#### PROVIDED MATERIAL ####
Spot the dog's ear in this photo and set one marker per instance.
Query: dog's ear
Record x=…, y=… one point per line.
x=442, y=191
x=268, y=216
####
REQUIREMENT: Express every line of the data above as a JSON list of strings, one string per line, leaving out blank lines.

WRITTEN RESPONSE:
[
  "Spot the dog's ear in this photo and set one marker per instance.",
  "Query: dog's ear",
  "Record x=…, y=… one point per line.",
  "x=442, y=191",
  "x=268, y=216"
]